REQUEST
Swap "benchmark" for "evaluation" in the data from the line holding "the orange lifeboat" through the end of the data, inclusive. What do those lines read like afterward, with nothing else changed?

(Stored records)
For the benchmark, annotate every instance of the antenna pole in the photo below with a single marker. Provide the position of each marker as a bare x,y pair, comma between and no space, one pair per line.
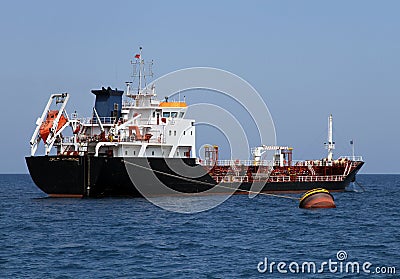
140,70
331,144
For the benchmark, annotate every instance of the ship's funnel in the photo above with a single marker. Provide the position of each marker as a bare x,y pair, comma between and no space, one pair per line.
108,102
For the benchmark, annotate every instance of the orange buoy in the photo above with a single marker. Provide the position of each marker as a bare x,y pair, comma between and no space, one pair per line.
317,198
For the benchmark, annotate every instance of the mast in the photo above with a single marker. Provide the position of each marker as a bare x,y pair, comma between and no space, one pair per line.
331,144
140,70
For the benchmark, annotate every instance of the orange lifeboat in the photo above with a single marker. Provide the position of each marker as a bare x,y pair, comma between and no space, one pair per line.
46,126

SOLUTION FOR THIS PROBLEM
For the evaluation, annotate every instance of the orange lifeboat in the photo above with a single marker. Provide the position of each marker as a bare x,y pair, comma between and no space, one pair per line.
46,126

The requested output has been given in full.